_ACTIVITY_
Even if a line seems odd, print it as it is, and include every record.

_RECORDS_

* * * * * * * * *

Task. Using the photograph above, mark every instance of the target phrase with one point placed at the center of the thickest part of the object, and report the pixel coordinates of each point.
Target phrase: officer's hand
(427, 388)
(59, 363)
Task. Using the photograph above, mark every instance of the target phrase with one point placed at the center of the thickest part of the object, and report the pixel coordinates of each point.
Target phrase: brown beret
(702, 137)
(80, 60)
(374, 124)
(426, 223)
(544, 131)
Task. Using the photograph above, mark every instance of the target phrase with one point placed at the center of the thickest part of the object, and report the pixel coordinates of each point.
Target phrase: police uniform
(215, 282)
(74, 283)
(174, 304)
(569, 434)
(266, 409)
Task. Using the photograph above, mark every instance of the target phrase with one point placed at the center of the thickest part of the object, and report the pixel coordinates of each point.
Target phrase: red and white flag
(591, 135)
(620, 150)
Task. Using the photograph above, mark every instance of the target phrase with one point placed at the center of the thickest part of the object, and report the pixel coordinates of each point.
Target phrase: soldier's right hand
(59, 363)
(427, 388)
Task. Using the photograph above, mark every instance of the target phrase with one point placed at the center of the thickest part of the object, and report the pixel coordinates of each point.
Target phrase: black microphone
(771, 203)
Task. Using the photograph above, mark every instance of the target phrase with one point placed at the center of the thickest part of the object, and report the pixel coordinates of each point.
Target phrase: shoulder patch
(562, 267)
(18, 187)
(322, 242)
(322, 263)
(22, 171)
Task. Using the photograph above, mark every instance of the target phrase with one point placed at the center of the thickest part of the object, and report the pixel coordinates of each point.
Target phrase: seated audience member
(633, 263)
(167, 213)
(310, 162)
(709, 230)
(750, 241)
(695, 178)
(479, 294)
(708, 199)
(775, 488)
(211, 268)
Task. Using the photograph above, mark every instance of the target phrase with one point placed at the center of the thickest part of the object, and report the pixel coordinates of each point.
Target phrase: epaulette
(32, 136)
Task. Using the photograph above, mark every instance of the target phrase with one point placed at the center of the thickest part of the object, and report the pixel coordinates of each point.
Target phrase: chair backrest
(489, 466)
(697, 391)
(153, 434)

* * * * * * * * *

_COMPLETED TASK_
Task. Using the photograph above, mark every instance of the target phrase with one point placed at the center of the thickest part of the object, and report the pixel coordinates of each point.
Target phrase: officer's hand
(427, 388)
(59, 363)
Task. Using the photograph above, mark every instance of the target phrase with one point placed at the center of the thickest part of the object, and report the pixel coordinates of each point.
Target phrase: brown beret
(702, 137)
(80, 60)
(374, 124)
(426, 223)
(544, 131)
Task. Using the photograph above, mark every instance of the target phrase with one point placed at the center of the thickest part of the object, and report the pixel coordinates of each point.
Target phrase: police uniform
(215, 282)
(74, 283)
(174, 304)
(569, 434)
(266, 409)
Task. Using the photograph above, mark every instance of the target phrase with one point placed at the center of the thickest part of the object, and report the pixel coordinates of each point.
Target phrase: red and white flag
(591, 135)
(620, 150)
Task. Using the photograph above, mark every instance of the target phrase with one point placed at the center of the thickest part of the object, and report the pixel coordinates of each point.
Target phrase: soldier's right hand
(59, 363)
(427, 388)
Task. Using the photograph above, mark every instance of the target phrase with one point placed at the center of the thickest part of the object, and report the pixel coordinates of each point.
Target phrase: black microphone
(771, 203)
Task. Using the photograph above, mark every instance of the target phrase with one point placed at the center of the thickest part of the object, and report the pixel coordinates of each point.
Target phrase: shoulder patch
(562, 267)
(18, 187)
(322, 242)
(322, 263)
(22, 171)
Task. Using the photograph above, mark every instance of the target phrase with one point placed at the center of the thickest part of the object, and report the pixel coordinates of each point.
Target phrase: seated audience member
(633, 263)
(167, 213)
(310, 162)
(709, 230)
(750, 241)
(695, 178)
(479, 294)
(708, 199)
(775, 488)
(211, 268)
Task. Using the photograph above, mark every instance of the target phrase with one point placed at the center of the thickest part of the object, and report the pixel coordinates of each point.
Target phrase: epaulette
(32, 136)
Task. Using the photograph above, mark every instance of the target phrase with one point placed at the center of the thickest part of the object, and report the pixel coordinates of each point.
Target phrase: chair backrest
(489, 466)
(697, 391)
(153, 434)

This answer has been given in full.